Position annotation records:
◆ ◆ ◆ ◆

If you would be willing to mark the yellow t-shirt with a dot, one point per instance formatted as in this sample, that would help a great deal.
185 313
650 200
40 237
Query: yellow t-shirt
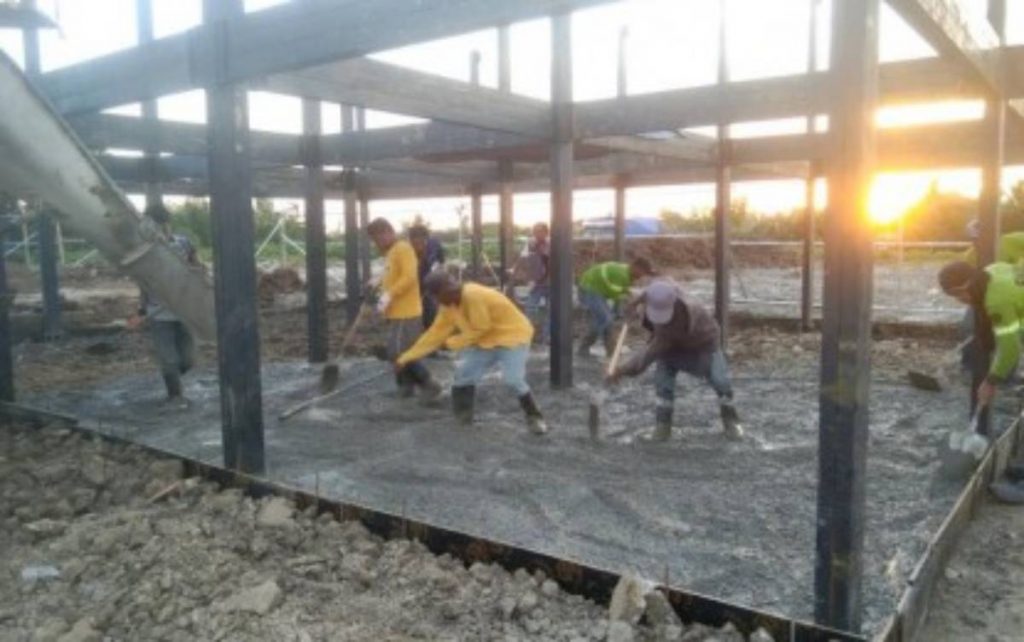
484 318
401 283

◆ ◆ ◆ ◆

The problem: Every line of the data should be copied as it stands, without the images.

Response:
If you would be willing to mark the yellow t-shirt with a dot, one point per instance formatted as in this sample, that would help a great deal.
185 313
650 200
40 237
Query: yellow t-shirt
484 318
401 283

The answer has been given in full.